# [TEXT PROVIDED]

I forgot to add that I had a Masters in Game Development and Computer Graphics, which definitely helped, but I still learned most of my gamedev skills by regularly attending gamejams and working on my own projects. I've also started working in gamedev for the past year, and I wouldn't say that it teaches you much, since you are missing out on 80% of actuall development and only crunch JIRA tickets and bugfixes, as a junior that is, without being exposed to the more important parts or other skills. Assuming you join a larger studio with game in progress, in an indie studio with team of 10 people, you'll probably have a lot more responsibilities and impact on other stages of the game's development.

[–] Valmond@lemmy.world 3 points 1 week ago (1 children)

Yes, a small dev team is the ticket, and even then you might be excluded from marketing and all that jazz like funding, getting edited etc.

You seems to be on track to be a game dev of sorts, and who knows, maybe you'll make your own games one day, good luck!

Forgive a question from an oldtimer, what exactly is a master in game dev and computer graphics?

Do you learn how to code and like draw, model, rig & animate? Code 3D engine stuff? Game mechanics I guess? For 5 years?

I'm curious :-)

[–] Mikina@programming.dev 3 points 1 week ago

It was only two years, and it was basically half nornal computer science classes, and half working with engines, making a game with classmates and mentors from the industry throughout the year, and learning about rendering, AI behaviors (the videogame kind, not LLMs). The graphics part was about shaders, lighting, post-processing, global illumination, renderers and math, not modeling. It was mostly technical, but we had some game desing classes.

# [SUPPLIED INFORMATION]

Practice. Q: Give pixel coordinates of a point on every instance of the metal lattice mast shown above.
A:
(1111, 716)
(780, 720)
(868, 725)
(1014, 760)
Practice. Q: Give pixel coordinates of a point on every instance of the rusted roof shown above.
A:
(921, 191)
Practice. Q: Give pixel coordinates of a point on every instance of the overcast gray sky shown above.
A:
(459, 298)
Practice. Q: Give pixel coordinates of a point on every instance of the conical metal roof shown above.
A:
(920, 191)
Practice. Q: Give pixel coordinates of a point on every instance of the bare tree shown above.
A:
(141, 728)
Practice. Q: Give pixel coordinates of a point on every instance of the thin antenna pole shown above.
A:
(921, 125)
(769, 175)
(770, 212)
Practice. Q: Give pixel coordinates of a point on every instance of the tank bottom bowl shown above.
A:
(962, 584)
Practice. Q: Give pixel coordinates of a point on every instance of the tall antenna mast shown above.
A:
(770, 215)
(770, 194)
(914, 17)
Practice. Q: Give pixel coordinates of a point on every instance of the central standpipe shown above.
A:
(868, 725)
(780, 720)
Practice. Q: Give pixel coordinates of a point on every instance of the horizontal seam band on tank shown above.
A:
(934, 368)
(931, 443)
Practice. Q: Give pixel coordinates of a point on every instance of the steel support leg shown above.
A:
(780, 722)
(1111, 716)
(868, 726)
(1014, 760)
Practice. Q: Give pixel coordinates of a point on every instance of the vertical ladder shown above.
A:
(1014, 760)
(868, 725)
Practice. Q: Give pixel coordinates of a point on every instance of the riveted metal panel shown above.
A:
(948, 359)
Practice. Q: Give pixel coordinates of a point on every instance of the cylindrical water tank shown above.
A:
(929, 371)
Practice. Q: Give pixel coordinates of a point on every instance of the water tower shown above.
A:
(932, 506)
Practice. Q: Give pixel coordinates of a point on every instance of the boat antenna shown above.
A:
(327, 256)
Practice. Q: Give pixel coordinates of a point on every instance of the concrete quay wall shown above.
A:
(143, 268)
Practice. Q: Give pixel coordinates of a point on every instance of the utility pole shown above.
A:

# [QUESTIONS TO ANSWER]
A – List each topic that the final comment in the game development thread says the graphics part of the degree covered.
B – Rewrite everything in the game development thread from "[–] Valmond@lemmy.world 3" down to "getting edited etc.", replacing "small dev team" with "small indie team".

# [EXERCISE RESULTS]
A –
- shaders
- lighting
- post-processing
- global illumination
- renderers
- math

B –
[–] Valmond@lemmy.world 3 points 1 week ago (1 children)

Yes, a small indie team is the ticket, and even then you might be excluded from marketing and all that jazz like funding, getting edited etc.